Actions to take:
1. Answer these from the passage on grand weddings in Nigeria:
(a) What is Chimamanda Adichie's essay "We Should All Be Feminists" derived from?
(b) Which two traditional outfits does the passage name as part of a lavish wedding?
(c) In which city is the wedding planner Demilade based?
2. Write the next part of the passage on grand weddings in Nigeria, picking up after its final sentence.

Extract provided:
════════════════════

Marriage, as one of humanity’s oldest and most enduring institutions, carries significant weight. From a young age, women are often raised with an emphasis on becoming good wives and mothers, sometimes at the expense of other pursuits. It’s natural, then, that when the time comes for them to enter marriage, great importance is placed on both the act itself and the ceremony surrounding it. This cultural expectation has also shaped many women’s views of marriage.
These sentiments were articulated in Chimamanda Adichie’s essay “We Should All Be Feminists,” derived from her TEDx talk of the same name. In it, she wrote, “…Because I’m female, I’m expected to aspire to marriage. I am expected to make my life choices always keeping in mind that marriage is the most important…”
When a woman who has internalized these societal expectations finally achieves what she has been encouraged to aspire to, it’s understandable that she desires it to be celebrated on a grand scale.
It’s all about aspiration in our society. We tend to aspire for grandeur, even if we don’t initially have the means to afford it. The idea of a lavish wedding, complete with media coverage, exquisite traditional outfits (aso ebi and agbadas), delectable catering, and possibly a personalized hashtag, is portrayed as the ultimate ideal—every girl’s dream.
When a bride achieves this dream and shares the photos across social media, it sets a standard that others feel compelled to match or surpass. Thus, a cycle of escalating expectations begins.
This pressure doesn’t go unnoticed. With the amplification of weddings through social media, entire industries have emerged in Nigeria. There are now specialized makeup artists, catering companies, interior decorators for hall beautification, wedding photographers capturing every moment, and designers crafting bespoke dresses and agbadas. The list goes on.
Certainly, the influence of those involved in the wedding industry cannot be overlooked in promoting the idea of a grand wedding as the ideal.
“Wedding planners often favor big weddings because they are more lucrative,” explains Demilade, a wedding planner based in Lagos. “Successfully organizing large weddings not only brings more profit but also leads to valuable connections. That’s crucial because everyone hopes for bigger and better opportunities.”
In essence, the wedding industry thrives on promoting and facilitating grand celebrations, which in turn perpetuates the cultural aspiration for elaborate weddings among couples and their families.

════════════════════

Collected data
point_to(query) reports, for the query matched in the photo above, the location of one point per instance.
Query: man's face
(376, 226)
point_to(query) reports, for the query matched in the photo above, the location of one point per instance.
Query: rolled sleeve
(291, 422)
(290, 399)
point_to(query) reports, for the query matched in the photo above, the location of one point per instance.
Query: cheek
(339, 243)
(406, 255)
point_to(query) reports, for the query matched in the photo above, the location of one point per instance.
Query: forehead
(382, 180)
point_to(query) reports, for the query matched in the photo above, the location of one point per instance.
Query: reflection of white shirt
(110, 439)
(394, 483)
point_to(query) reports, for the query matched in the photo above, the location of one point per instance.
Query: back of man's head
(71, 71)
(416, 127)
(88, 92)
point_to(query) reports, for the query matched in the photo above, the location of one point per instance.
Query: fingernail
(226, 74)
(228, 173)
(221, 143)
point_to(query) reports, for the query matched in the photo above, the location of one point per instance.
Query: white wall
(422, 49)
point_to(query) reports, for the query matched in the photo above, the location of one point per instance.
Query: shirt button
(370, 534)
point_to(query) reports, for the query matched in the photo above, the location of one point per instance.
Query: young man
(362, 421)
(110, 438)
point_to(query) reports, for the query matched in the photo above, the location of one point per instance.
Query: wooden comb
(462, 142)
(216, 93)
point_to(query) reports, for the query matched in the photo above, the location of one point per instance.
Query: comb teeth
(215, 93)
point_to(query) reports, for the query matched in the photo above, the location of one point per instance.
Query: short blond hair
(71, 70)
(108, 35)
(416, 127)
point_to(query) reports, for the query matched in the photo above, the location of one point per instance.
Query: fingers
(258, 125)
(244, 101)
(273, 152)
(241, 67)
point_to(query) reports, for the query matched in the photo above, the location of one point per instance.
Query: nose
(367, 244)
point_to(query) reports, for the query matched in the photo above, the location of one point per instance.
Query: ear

════════════════════

Results:
1.
(a) Her TEDx talk of the same name.
(b) Aso ebi and agbadas.
(c) Lagos.

2.
When it’s all said and done, there is a possibility that when the wedding bells toll, the desire for a good celebration trumps our personal preferences.
Everyone enjoys a great party, and few events rival the festivity of a wedding ceremony. The focus is on new beginnings, delicious food, flowing drinks, and a joyful atmosphere—it’s hard to beat that.
However, amidst all the celebrations, it’s crucial not to lose sight of the most important people: the bride and groom. Unfortunately, this can sometimes happen.
“We’ve witnessed situations where couples didn’t get to enjoy their own wedding day,” Adebusoye notes. “Parents overshadowed the event with their demands, and the entertainment seemed more for them than for the couple. Even the DJ struggled to create the right vibe.”
While large weddings can be joyful occasions, they shouldn’t overshadow the couple’s privacy, financial stability, or the foundation of their relationship.
Beyond a cultural trend, the phenomenon of big weddings has become a significant cultural export. Clips of Nigerian weddings, with their lively dancing, frequently go viral. The concept of a lavish Lagos wedding also inspired one of the biggest movies of 2016, “The Wedding Party.”
So, perhaps our fascination with grand weddings has its merits. Nigerians have transformed brides and grooms into creators of captivating content. What was once a routine four-hour ceremony has evolved into a thriving indigenous industry worth billions of naira annually.
While executing such events may pose challenges, the significant cultural and economic impact they generate makes it understandable why many are willing to save up to uphold this evolving tradition.